— TASK GOAL —
Pictures stay out; everything else in the records below gets copied exactly.
------------------------------------------------------------------------
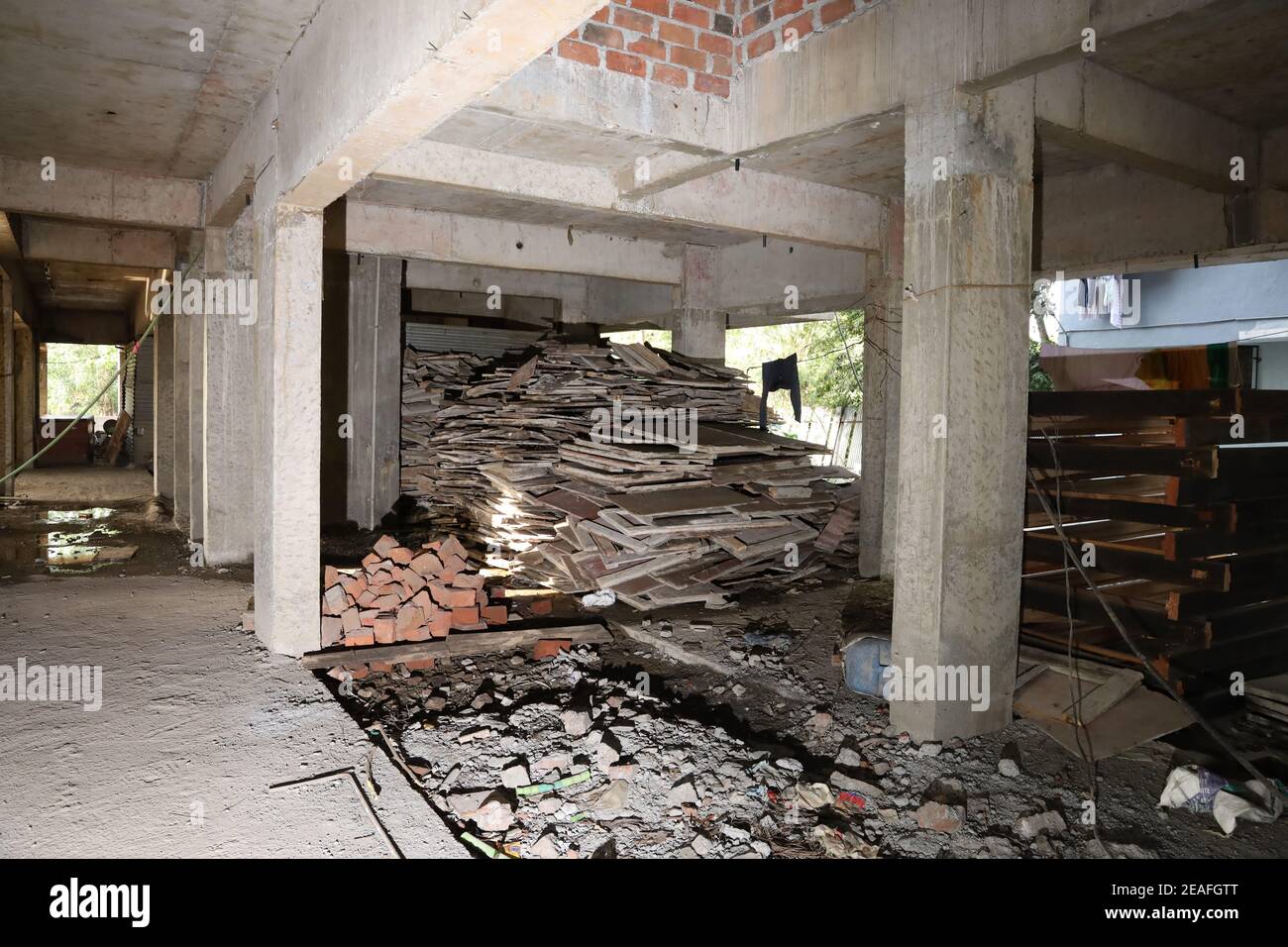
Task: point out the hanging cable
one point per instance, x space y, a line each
1274 796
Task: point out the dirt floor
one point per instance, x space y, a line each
732 735
692 733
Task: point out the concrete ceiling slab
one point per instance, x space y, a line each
1232 60
115 84
516 210
864 157
478 128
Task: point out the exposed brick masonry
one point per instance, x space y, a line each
696 44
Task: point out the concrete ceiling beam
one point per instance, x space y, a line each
745 201
567 94
1093 110
389 231
114 247
90 193
361 84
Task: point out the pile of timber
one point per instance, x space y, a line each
434 472
664 525
516 449
480 436
402 594
1177 502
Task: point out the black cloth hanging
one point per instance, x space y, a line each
776 376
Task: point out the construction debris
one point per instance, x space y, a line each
589 470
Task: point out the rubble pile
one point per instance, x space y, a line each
561 759
400 594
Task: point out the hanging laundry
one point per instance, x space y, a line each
776 376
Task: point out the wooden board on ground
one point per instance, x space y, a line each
456 646
1140 716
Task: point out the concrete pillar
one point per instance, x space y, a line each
375 386
699 328
25 389
287 416
43 380
228 407
969 214
8 416
881 343
162 423
889 512
196 424
180 423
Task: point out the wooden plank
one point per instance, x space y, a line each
1173 462
668 501
456 646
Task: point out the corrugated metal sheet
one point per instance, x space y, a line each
141 431
482 342
128 385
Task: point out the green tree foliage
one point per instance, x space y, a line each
1038 379
75 373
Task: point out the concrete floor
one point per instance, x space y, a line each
84 484
196 718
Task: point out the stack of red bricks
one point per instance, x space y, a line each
696 44
768 25
403 594
687 44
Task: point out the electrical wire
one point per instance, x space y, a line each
1275 797
85 410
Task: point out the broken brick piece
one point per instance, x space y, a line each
359 639
335 599
333 630
385 629
410 617
439 622
549 647
426 565
462 617
452 547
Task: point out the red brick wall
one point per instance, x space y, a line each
773 25
695 44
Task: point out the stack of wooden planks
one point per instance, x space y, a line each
660 525
1177 504
403 594
692 514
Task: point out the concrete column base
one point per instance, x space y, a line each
969 195
287 437
228 407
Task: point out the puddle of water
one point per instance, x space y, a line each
77 515
76 545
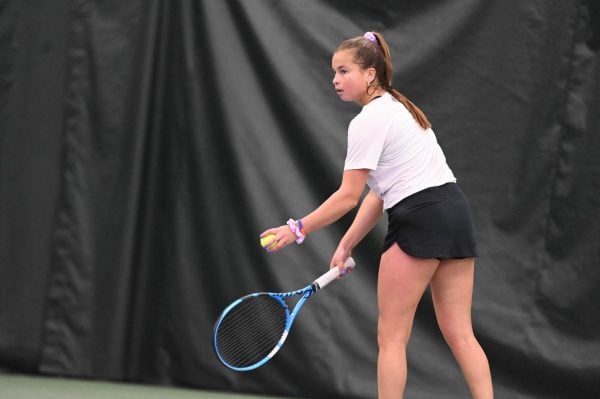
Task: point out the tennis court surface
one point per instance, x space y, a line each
34 387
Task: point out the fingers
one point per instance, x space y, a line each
282 237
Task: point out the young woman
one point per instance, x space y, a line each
430 240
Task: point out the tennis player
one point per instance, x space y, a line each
430 239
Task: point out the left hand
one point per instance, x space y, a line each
283 237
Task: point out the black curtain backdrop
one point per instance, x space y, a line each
145 144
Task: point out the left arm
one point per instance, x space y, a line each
342 201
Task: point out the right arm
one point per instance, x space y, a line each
366 218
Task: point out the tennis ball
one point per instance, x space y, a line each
268 241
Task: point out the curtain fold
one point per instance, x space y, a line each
144 145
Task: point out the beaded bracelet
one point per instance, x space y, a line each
297 230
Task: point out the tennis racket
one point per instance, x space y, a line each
252 329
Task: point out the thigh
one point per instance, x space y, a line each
452 292
401 283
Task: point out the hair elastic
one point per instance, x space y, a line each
370 36
296 227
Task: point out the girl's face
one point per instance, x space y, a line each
350 80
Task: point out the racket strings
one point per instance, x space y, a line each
250 331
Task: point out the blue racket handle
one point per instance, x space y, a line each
332 274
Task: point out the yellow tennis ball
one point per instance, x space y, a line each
268 241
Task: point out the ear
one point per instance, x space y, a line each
371 74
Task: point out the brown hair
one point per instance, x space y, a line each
369 54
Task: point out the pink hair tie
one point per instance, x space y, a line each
370 36
293 225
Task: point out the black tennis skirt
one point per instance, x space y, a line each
433 223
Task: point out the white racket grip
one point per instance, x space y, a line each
332 274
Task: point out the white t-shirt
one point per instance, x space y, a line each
403 158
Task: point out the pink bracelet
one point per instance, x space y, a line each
293 225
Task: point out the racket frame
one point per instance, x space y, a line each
304 294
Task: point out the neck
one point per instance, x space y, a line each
376 94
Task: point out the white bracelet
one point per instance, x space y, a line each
293 225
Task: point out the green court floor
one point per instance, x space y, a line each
33 387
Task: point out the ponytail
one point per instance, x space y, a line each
385 80
372 51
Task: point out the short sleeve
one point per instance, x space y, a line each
366 140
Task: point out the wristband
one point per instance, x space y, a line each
293 225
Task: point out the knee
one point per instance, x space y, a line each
458 338
392 334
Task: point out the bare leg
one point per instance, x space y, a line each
452 291
401 283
------------------------------------------------------------------------
— TASK ANSWER —
Task: point out the hanging cable
one point per instance, x space y, a line each
1274 796
Task: point out the dirt floor
one point per instance, x space y, a line each
732 735
692 733
Task: point out the concrete ceiling slab
one point per instance, x space y, a line each
1232 60
115 84
516 210
864 157
478 128
Task: point out the exposed brick masonry
one point per instance, x space y, a line each
696 44
Task: point out the concrete ceiling beam
one point per instance, x space y, a line each
745 201
567 94
1093 110
389 231
114 247
90 193
361 84
Task: point out the pile of timber
one point per instance, x space y, a line each
434 472
664 525
516 449
480 436
402 594
1177 502
Task: point out the black cloth hanging
one point per instance, x space y, a line each
776 376
Task: point out the construction debris
one point per instance, x space y, a line each
589 470
Task: point out the rubble pile
one point per instance, x space y, a line each
561 759
400 594
Task: point out the hanging laundry
one point per instance, x space y, a line each
776 376
Task: point out the wooden board on ground
one point per instance, x space y, a line each
456 646
1140 716
Task: point out the concrete pillar
one point per instance, x space y, a line each
375 386
699 328
25 389
287 416
43 380
228 407
969 214
8 416
881 343
162 423
889 512
196 424
180 423
Task: point out the wooden plank
one point per instance, x space y, a line each
1173 462
668 501
456 646
Task: point out the corrugated metal sheet
one point per instance, x space y, a line each
141 431
482 342
128 385
Task: point out the green tree foliage
one point per instance, x space y, a line each
1038 379
75 373
Task: point out the concrete floor
one point per instance, x space y, a line each
84 484
196 718
Task: point out the stack of red bricks
one point per instance, x space y, a line each
696 44
768 25
403 594
687 44
Task: point out the electrical wire
one point per instance, x space y, a line each
1275 797
85 410
Task: point out the broken brick piece
one point per instance, x space y, a line each
359 639
335 599
333 630
385 629
410 617
439 622
549 647
426 565
462 617
452 547
Task: point out the red brick wall
one point per instance, x space y, a line each
773 25
695 44
Task: point out the stack of wooden planks
one point per instance, x space y, a line each
660 525
1177 504
403 594
692 514
Task: point out the concrete column base
one point per instance, x space y, a line each
969 195
287 437
228 407
Task: point out the puddle of water
one point per instance, x space y, a line each
77 515
76 545
Task: point out the tennis court surface
one point per instance, x space y, a line each
34 387
Task: point out the fingers
one point per instance, x space y, a line each
282 237
Task: point out the young woman
one point per instance, x space y, a line each
430 240
Task: point out the tennis player
one point per instance, x space y, a line each
430 239
Task: point out the left hand
one point per instance, x space y, a line each
283 237
Task: point out the black curtain backdrop
one point per instance, x space y, a line each
145 144
Task: point out the left arm
one point per instance, x space y, a line each
342 201
Task: point out the right arm
one point per instance, x space y, a line each
366 218
Task: point out the tennis ball
one point per instance, x space y, a line each
268 241
Task: point out the curtain fold
one point per instance, x space y, a line each
144 145
Task: point out the beaded bracelet
one point per instance, x space y, a line each
297 230
Task: point out the tennis racket
one point per instance, x space y, a line each
252 329
Task: point out the thigh
one point per instance, x space y, a line each
452 292
401 283
Task: point out the hair elastic
one point per instance, x space y, a line each
370 36
296 227
Task: point out the girl's face
one point per instance, x space y, a line each
350 80
Task: point out the racket strings
one point per instance, x space y, a line each
250 331
Task: point out the blue racket handle
one point per instance, x space y, a line each
332 274
Task: point out the yellow tennis ball
one point per instance, x space y, a line each
268 241
Task: point out the ear
one point per instance, x space y, a line each
371 74
Task: point out the brown hair
one point per instance, x space y, a line each
369 54
Task: point out the pink hair tie
one point per instance, x space y, a line each
370 36
293 225
Task: point out the black tennis skirt
one point per instance, x space y, a line each
433 223
Task: point out the white racket grip
one point per instance, x space y, a line each
332 274
Task: point out the white t-shirt
one point per instance, x space y, a line each
403 158
Task: point out the pink bracelet
one point per instance, x space y, a line each
293 225
Task: point out the racket frame
one point per instance, x space y, a line each
304 294
Task: point out the neck
one point per instance, x space y, a line each
376 94
Task: point out the white bracelet
one point per instance, x space y, a line each
293 225
Task: point out the green court floor
one point per instance, x space y, a line each
33 387
Task: point out the ponytail
one point per instance, x space y, a line each
385 80
372 51
Task: point out the short sleeve
one point per instance, x space y, a line each
366 140
Task: point out the wristband
one point per instance, x space y, a line each
293 225
Task: point out the knee
one point per instance, x space y, a line each
458 338
392 334
Task: point out the bare leg
one point per instance, x space y, a line each
452 291
401 283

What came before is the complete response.